- Given instruction -
Output the lines below as a Markdown table with the columns "Row" and "Line". Cover only the lines from the one with "# test: point at every instance of the mushroom stem, one" through the last line, both included, and leave out blank lines and pictures.

- Data rows -
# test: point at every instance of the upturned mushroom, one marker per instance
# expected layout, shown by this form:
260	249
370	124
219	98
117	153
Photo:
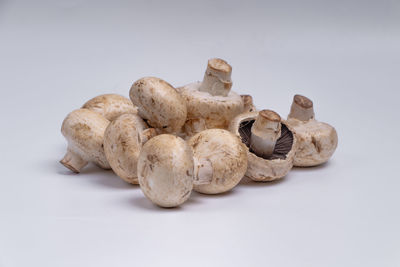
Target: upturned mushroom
317	140
165	170
123	140
159	104
220	161
84	131
211	103
110	106
270	142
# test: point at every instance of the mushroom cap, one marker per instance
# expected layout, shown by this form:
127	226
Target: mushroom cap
84	131
110	106
159	103
122	145
217	111
281	161
317	142
224	153
165	170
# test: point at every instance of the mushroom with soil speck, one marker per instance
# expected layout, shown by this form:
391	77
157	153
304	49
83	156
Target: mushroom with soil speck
84	131
211	103
317	140
220	161
271	144
123	140
248	105
110	106
159	104
165	170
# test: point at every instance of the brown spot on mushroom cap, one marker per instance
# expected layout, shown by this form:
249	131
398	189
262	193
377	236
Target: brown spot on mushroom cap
247	99
110	106
122	144
303	101
270	115
165	169
219	65
226	156
159	104
84	131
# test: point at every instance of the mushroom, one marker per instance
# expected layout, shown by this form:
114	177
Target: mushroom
159	104
210	103
270	142
110	106
248	105
317	140
165	170
84	131
123	140
220	161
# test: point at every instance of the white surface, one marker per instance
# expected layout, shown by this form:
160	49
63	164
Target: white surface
55	55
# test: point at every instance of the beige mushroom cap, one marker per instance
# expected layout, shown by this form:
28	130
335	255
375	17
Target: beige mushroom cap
248	105
220	161
317	140
281	161
159	103
211	103
110	106
165	170
84	131
216	111
123	140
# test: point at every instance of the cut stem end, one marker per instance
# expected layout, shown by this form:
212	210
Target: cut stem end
265	132
302	108
217	79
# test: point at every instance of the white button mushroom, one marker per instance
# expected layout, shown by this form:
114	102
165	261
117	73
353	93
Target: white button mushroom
159	104
248	105
123	140
110	106
211	100
84	131
165	170
220	161
271	144
317	140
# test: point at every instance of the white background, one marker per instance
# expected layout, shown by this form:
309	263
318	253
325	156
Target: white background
55	55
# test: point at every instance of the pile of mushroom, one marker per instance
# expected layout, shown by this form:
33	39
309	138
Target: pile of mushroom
201	136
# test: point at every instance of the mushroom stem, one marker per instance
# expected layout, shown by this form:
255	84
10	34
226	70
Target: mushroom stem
248	105
147	134
203	172
73	161
302	108
264	133
217	79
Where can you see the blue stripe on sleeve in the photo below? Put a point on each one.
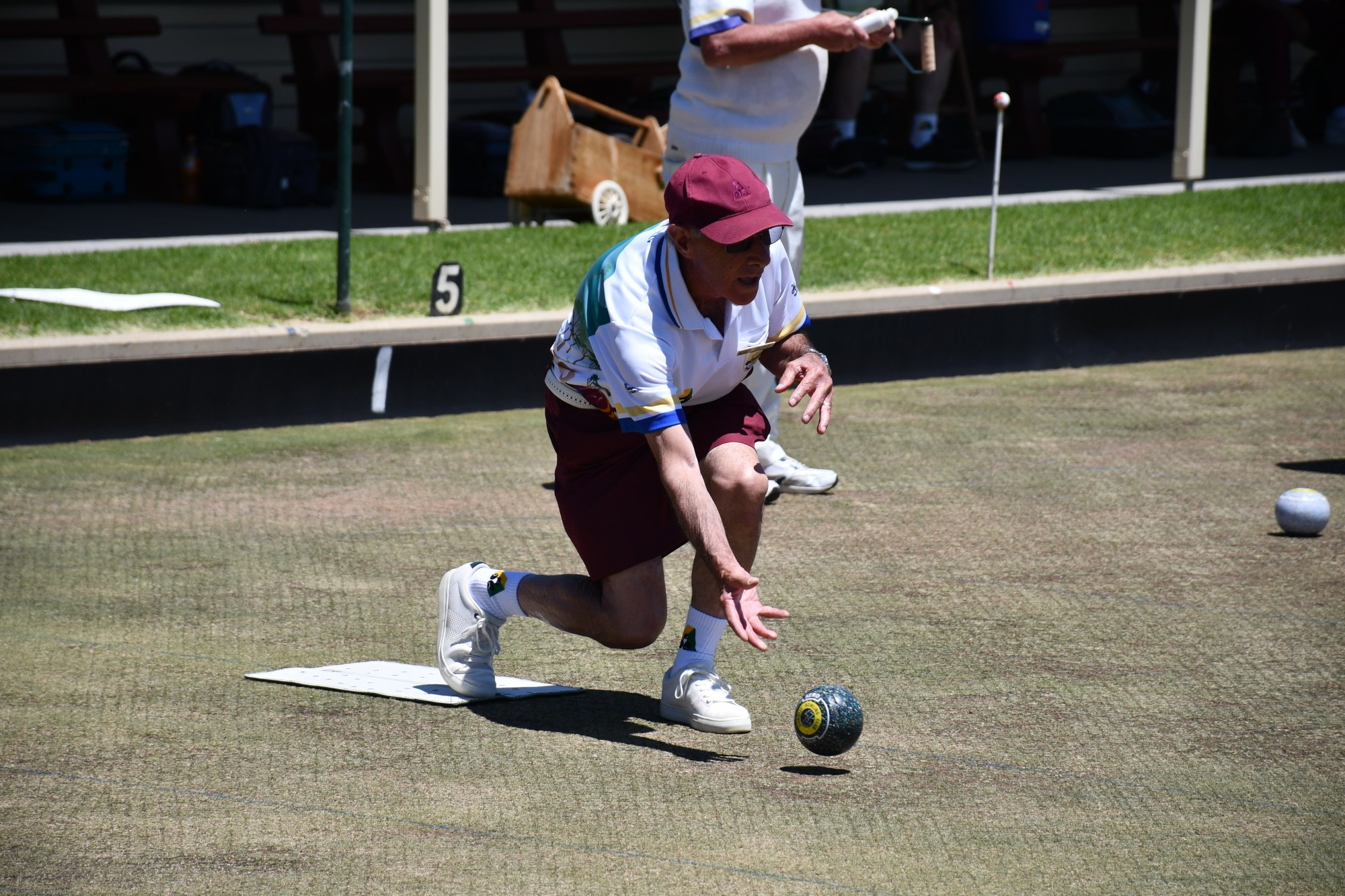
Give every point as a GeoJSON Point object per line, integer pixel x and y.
{"type": "Point", "coordinates": [715, 28]}
{"type": "Point", "coordinates": [658, 276]}
{"type": "Point", "coordinates": [654, 424]}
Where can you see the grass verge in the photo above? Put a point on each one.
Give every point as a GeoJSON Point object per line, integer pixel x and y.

- Result for this task -
| Row | Line |
|---|---|
| 1 | # test: point at every instance of the mushroom stem, one marker per instance |
| 2 | # expected layout, shown by this form: |
| 3 | 255	84 |
| 4 | 10	34 |
| 5 | 226	70 |
| 6 | Target: mushroom stem |
| 7 | 248	105 |
| 8 | 147	134 |
| 9 | 203	172 |
| 10 | 73	161 |
| 11 | 302	108 |
| 12 | 264	133 |
| 13 | 217	79 |
| 14 | Where can you see the blue stripe on sleeve in the photo below? Put a point on each one. |
| 15 | Give every point as a GeoJSON Point object per line, integer pixel x and y. |
| 16 | {"type": "Point", "coordinates": [715, 28]} |
| 17 | {"type": "Point", "coordinates": [658, 276]} |
| 18 | {"type": "Point", "coordinates": [654, 424]} |
| 19 | Where can you see the grass verge in the photo above? Put a point on each one. |
| 20 | Give every point as a GeoJSON Point object per line, integer pixel x and y. |